> _EXERCISE PROMPT_: Which lines of the records contain the word "chimney"? Show each of them.

> _RECORDED INFORMATION_:
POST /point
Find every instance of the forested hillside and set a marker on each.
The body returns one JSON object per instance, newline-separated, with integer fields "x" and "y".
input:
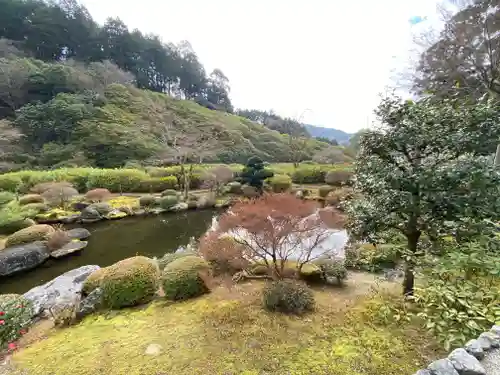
{"x": 75, "y": 93}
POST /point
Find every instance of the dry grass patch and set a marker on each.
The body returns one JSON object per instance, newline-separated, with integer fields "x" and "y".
{"x": 227, "y": 331}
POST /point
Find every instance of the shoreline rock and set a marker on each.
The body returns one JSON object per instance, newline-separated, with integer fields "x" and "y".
{"x": 63, "y": 291}
{"x": 23, "y": 257}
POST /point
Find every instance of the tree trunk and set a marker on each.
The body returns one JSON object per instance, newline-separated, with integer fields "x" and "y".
{"x": 497, "y": 155}
{"x": 409, "y": 278}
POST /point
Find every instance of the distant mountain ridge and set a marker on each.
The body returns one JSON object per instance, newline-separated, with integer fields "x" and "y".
{"x": 318, "y": 131}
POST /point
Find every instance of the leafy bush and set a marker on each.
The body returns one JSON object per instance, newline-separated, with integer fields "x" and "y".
{"x": 6, "y": 197}
{"x": 234, "y": 188}
{"x": 332, "y": 268}
{"x": 15, "y": 316}
{"x": 170, "y": 257}
{"x": 308, "y": 176}
{"x": 338, "y": 177}
{"x": 40, "y": 232}
{"x": 97, "y": 195}
{"x": 130, "y": 282}
{"x": 103, "y": 208}
{"x": 31, "y": 198}
{"x": 169, "y": 192}
{"x": 288, "y": 296}
{"x": 369, "y": 258}
{"x": 280, "y": 183}
{"x": 323, "y": 191}
{"x": 184, "y": 278}
{"x": 459, "y": 299}
{"x": 168, "y": 202}
{"x": 156, "y": 185}
{"x": 10, "y": 182}
{"x": 117, "y": 180}
{"x": 148, "y": 201}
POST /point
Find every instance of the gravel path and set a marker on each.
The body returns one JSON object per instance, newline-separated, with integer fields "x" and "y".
{"x": 491, "y": 362}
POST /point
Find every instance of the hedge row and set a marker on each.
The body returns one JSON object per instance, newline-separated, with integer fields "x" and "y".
{"x": 152, "y": 180}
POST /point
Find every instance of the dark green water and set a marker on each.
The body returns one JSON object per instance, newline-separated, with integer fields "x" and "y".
{"x": 112, "y": 241}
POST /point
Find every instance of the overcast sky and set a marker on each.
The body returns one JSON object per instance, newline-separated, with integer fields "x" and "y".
{"x": 323, "y": 61}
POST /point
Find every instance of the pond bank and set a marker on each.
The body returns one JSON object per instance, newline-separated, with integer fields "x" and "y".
{"x": 112, "y": 241}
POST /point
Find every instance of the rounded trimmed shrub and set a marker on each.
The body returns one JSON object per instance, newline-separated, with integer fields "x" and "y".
{"x": 6, "y": 197}
{"x": 323, "y": 191}
{"x": 182, "y": 279}
{"x": 147, "y": 201}
{"x": 280, "y": 183}
{"x": 130, "y": 282}
{"x": 39, "y": 232}
{"x": 168, "y": 202}
{"x": 338, "y": 177}
{"x": 288, "y": 296}
{"x": 31, "y": 198}
{"x": 16, "y": 313}
{"x": 169, "y": 192}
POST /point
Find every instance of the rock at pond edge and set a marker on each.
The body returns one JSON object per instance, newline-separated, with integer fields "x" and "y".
{"x": 69, "y": 248}
{"x": 64, "y": 290}
{"x": 22, "y": 257}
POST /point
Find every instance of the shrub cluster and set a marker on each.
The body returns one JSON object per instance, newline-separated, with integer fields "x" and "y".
{"x": 130, "y": 282}
{"x": 40, "y": 232}
{"x": 288, "y": 296}
{"x": 185, "y": 278}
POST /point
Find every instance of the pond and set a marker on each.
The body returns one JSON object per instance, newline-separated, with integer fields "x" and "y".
{"x": 113, "y": 241}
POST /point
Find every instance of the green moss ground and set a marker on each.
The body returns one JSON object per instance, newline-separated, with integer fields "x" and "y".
{"x": 227, "y": 332}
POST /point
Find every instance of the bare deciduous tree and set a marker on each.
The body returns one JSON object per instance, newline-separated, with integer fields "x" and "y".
{"x": 278, "y": 228}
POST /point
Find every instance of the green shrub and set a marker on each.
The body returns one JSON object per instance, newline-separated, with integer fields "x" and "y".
{"x": 148, "y": 201}
{"x": 168, "y": 202}
{"x": 102, "y": 207}
{"x": 184, "y": 278}
{"x": 31, "y": 198}
{"x": 338, "y": 177}
{"x": 170, "y": 257}
{"x": 156, "y": 185}
{"x": 10, "y": 182}
{"x": 16, "y": 312}
{"x": 369, "y": 258}
{"x": 97, "y": 195}
{"x": 6, "y": 197}
{"x": 169, "y": 192}
{"x": 308, "y": 176}
{"x": 288, "y": 296}
{"x": 130, "y": 282}
{"x": 116, "y": 180}
{"x": 234, "y": 188}
{"x": 40, "y": 232}
{"x": 280, "y": 183}
{"x": 323, "y": 191}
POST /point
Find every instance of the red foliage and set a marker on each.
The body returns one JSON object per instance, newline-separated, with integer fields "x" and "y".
{"x": 279, "y": 227}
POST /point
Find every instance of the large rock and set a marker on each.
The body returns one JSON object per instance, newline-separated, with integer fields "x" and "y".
{"x": 78, "y": 234}
{"x": 63, "y": 291}
{"x": 90, "y": 304}
{"x": 475, "y": 348}
{"x": 465, "y": 363}
{"x": 90, "y": 215}
{"x": 442, "y": 367}
{"x": 22, "y": 257}
{"x": 69, "y": 248}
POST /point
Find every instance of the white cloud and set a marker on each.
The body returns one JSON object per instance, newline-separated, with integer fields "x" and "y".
{"x": 330, "y": 56}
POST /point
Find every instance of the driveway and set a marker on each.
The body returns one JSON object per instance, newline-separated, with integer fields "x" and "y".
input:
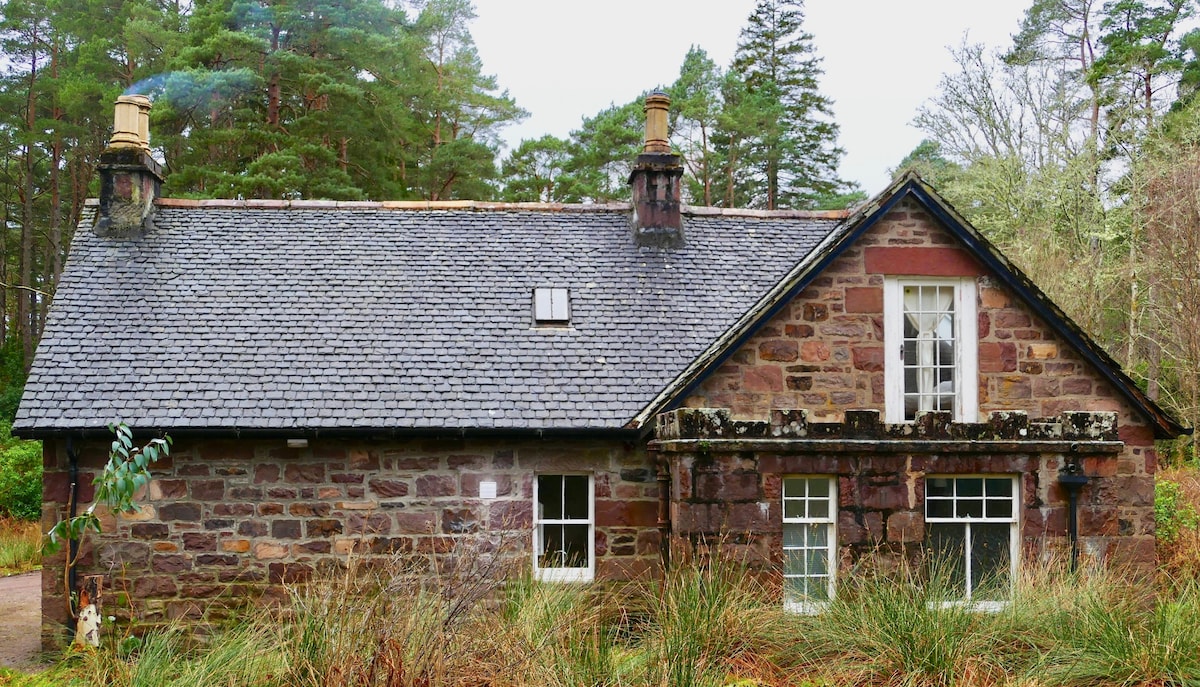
{"x": 21, "y": 607}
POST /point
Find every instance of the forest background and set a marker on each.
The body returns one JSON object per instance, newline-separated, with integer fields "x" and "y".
{"x": 1077, "y": 148}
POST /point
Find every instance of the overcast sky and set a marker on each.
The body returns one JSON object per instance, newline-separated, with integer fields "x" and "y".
{"x": 567, "y": 59}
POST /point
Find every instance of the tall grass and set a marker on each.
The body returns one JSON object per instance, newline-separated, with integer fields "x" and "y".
{"x": 21, "y": 545}
{"x": 706, "y": 622}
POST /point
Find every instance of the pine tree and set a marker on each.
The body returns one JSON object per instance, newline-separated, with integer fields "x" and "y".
{"x": 793, "y": 157}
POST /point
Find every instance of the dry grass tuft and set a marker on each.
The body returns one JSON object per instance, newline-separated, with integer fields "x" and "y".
{"x": 21, "y": 547}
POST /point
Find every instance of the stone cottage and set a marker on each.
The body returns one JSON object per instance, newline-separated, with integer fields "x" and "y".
{"x": 593, "y": 380}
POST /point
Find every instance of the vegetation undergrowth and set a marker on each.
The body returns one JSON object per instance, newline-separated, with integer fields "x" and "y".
{"x": 706, "y": 622}
{"x": 21, "y": 545}
{"x": 477, "y": 616}
{"x": 21, "y": 476}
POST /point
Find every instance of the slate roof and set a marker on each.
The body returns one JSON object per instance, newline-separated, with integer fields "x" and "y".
{"x": 322, "y": 316}
{"x": 910, "y": 185}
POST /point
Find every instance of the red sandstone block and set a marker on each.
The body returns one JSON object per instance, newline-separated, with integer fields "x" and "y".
{"x": 288, "y": 573}
{"x": 1011, "y": 318}
{"x": 367, "y": 524}
{"x": 361, "y": 459}
{"x": 388, "y": 488}
{"x": 415, "y": 523}
{"x": 767, "y": 378}
{"x": 780, "y": 350}
{"x": 815, "y": 351}
{"x": 510, "y": 515}
{"x": 997, "y": 357}
{"x": 868, "y": 358}
{"x": 208, "y": 489}
{"x": 1014, "y": 387}
{"x": 894, "y": 497}
{"x": 305, "y": 473}
{"x": 906, "y": 526}
{"x": 267, "y": 472}
{"x": 436, "y": 485}
{"x": 310, "y": 509}
{"x": 864, "y": 299}
{"x": 625, "y": 513}
{"x": 237, "y": 450}
{"x": 815, "y": 312}
{"x": 921, "y": 261}
{"x": 627, "y": 568}
{"x": 1135, "y": 435}
{"x": 1044, "y": 387}
{"x": 192, "y": 470}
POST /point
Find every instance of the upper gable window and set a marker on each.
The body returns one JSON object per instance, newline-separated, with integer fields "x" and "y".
{"x": 930, "y": 339}
{"x": 551, "y": 305}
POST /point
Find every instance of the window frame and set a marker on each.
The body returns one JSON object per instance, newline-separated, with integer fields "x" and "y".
{"x": 966, "y": 350}
{"x": 576, "y": 574}
{"x": 829, "y": 521}
{"x": 551, "y": 306}
{"x": 1014, "y": 531}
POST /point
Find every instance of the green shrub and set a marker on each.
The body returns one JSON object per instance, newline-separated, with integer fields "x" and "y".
{"x": 1173, "y": 513}
{"x": 21, "y": 477}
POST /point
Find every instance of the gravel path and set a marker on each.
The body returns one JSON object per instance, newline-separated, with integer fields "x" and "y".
{"x": 21, "y": 609}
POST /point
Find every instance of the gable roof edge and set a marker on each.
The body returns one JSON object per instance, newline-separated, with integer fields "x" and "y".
{"x": 795, "y": 281}
{"x": 862, "y": 219}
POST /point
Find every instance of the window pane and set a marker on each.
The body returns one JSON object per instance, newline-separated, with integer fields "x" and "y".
{"x": 990, "y": 560}
{"x": 575, "y": 506}
{"x": 1000, "y": 507}
{"x": 947, "y": 555}
{"x": 817, "y": 561}
{"x": 1002, "y": 487}
{"x": 939, "y": 487}
{"x": 819, "y": 508}
{"x": 969, "y": 485}
{"x": 819, "y": 589}
{"x": 550, "y": 496}
{"x": 819, "y": 487}
{"x": 795, "y": 562}
{"x": 793, "y": 508}
{"x": 819, "y": 535}
{"x": 796, "y": 589}
{"x": 793, "y": 487}
{"x": 939, "y": 508}
{"x": 564, "y": 547}
{"x": 970, "y": 508}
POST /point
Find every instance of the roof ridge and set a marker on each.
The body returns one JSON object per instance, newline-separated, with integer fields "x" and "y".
{"x": 484, "y": 205}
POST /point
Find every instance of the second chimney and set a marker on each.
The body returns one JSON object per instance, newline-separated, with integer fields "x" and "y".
{"x": 655, "y": 181}
{"x": 130, "y": 179}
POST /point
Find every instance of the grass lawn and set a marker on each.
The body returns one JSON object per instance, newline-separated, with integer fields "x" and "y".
{"x": 701, "y": 626}
{"x": 21, "y": 547}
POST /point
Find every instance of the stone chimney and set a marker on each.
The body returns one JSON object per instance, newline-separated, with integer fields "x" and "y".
{"x": 655, "y": 181}
{"x": 130, "y": 178}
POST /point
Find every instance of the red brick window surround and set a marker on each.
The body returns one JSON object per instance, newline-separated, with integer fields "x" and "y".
{"x": 810, "y": 541}
{"x": 930, "y": 347}
{"x": 972, "y": 535}
{"x": 564, "y": 527}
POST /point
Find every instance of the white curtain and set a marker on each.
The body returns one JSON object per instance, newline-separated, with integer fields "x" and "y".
{"x": 925, "y": 306}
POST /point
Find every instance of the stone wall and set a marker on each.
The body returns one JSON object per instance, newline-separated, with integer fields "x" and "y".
{"x": 727, "y": 475}
{"x": 228, "y": 520}
{"x": 823, "y": 352}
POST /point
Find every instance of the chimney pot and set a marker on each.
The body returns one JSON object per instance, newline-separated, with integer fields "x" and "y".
{"x": 143, "y": 103}
{"x": 657, "y": 181}
{"x": 658, "y": 103}
{"x": 126, "y": 123}
{"x": 130, "y": 179}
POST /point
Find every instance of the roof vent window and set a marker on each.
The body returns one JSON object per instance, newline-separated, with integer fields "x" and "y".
{"x": 551, "y": 306}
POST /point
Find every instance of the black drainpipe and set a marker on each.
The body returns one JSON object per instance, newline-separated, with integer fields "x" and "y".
{"x": 72, "y": 543}
{"x": 1072, "y": 478}
{"x": 663, "y": 475}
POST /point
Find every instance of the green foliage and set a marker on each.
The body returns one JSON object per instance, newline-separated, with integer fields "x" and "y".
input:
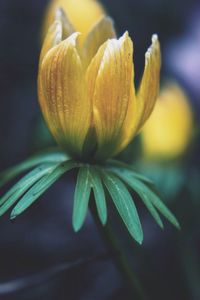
{"x": 124, "y": 204}
{"x": 41, "y": 186}
{"x": 149, "y": 198}
{"x": 23, "y": 185}
{"x": 40, "y": 158}
{"x": 81, "y": 197}
{"x": 99, "y": 194}
{"x": 114, "y": 176}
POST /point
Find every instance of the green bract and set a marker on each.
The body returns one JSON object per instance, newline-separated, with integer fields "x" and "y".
{"x": 112, "y": 180}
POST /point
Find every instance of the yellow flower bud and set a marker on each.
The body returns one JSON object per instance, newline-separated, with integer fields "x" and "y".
{"x": 83, "y": 14}
{"x": 167, "y": 133}
{"x": 86, "y": 91}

> _RESPONSE TO THE EXERCISE_:
Find every instance of the second chimney and set a marker on each.
Find every instance of the stone chimney and set a marker on each.
Find every instance of the chimney pot and set a marker on each.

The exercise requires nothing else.